In [1]:
import pandas as pd
import tensorflow as tf
from keras.preprocessing import text, sequence
import numpy as np
from keras.layers import Input, SpatialDropout1D,Dropout, GlobalAveragePooling1D, GRU, Bidirectional, LSTM, Dense, Embedding, concatenate, Embedding, Flatten, Activation, BatchNormalization, regularizers
from keras.initializers import Orthogonal
from keras.models import Model
from keras.optimizers import Adam
from keras.callbacks import ModelCheckpoint, LambdaCallback, Callback, LearningRateScheduler
import keras.backend as K
import numpy as np
from sklearn import metrics
from sklearn.model_selection import train_test_split
import os
import pickle
import gc; gc.enable()

Using TensorFlow backend.

### Work instructions
**a.** In the import code, which backend does the output line report using?
**b.** Substitute "image coordinates" for "pixel coordinates" in the part of the rows that opens with the line containing "of the tree" and runs through the end of the rows, and write out that part with everything else left as it is.

### Data for the task
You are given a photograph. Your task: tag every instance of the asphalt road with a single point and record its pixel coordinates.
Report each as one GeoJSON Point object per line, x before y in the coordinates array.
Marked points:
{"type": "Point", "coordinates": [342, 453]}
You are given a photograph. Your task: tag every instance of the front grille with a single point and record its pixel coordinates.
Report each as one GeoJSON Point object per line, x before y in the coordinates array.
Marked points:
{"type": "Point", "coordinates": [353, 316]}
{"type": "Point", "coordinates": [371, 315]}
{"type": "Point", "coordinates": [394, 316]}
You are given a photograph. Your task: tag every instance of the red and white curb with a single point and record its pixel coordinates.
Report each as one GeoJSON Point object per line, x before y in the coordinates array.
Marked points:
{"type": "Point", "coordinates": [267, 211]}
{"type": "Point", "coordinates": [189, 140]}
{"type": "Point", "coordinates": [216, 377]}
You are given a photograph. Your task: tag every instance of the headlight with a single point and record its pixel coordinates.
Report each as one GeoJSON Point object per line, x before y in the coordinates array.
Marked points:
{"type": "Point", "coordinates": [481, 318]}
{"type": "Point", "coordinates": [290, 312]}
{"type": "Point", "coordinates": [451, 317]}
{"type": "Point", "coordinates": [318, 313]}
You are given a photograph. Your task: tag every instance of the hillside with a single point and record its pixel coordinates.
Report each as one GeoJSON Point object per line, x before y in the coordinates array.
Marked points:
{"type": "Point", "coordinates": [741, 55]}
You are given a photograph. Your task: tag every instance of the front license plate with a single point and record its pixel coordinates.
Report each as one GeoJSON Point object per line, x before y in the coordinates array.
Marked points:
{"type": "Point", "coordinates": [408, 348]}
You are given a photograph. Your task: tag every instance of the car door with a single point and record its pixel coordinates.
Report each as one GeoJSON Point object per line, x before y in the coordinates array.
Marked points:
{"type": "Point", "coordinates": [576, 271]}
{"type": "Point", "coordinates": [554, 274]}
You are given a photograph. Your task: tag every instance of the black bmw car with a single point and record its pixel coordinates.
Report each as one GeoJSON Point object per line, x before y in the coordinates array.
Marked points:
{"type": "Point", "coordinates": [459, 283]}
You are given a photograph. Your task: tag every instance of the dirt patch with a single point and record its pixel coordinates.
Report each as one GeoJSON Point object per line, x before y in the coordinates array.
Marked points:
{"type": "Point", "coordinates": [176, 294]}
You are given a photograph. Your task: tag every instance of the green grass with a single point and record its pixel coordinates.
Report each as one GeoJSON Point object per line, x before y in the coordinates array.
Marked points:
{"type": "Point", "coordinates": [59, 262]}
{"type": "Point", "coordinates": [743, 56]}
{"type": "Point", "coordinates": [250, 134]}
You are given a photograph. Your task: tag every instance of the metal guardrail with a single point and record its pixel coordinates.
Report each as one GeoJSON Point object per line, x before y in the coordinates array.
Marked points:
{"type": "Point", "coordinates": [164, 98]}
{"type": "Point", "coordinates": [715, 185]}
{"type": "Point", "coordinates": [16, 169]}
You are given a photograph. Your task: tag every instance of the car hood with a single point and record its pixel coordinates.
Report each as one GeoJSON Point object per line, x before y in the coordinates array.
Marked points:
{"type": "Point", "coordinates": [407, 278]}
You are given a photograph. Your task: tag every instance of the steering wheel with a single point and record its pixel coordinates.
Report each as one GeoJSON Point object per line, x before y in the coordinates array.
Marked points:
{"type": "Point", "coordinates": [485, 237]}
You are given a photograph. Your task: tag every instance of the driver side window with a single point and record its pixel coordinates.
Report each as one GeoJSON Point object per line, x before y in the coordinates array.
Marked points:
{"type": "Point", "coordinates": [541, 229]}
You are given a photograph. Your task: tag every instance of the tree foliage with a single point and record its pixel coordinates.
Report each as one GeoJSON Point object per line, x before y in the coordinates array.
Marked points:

### Exercise responses
**a.** TensorFlow

**b.**
You are given a photograph. Your task: tag every instance of the tree foliage with a single point and record its image coordinates.
Report each as one GeoJSON Point object per line, x before y in the coordinates array.
Marked points:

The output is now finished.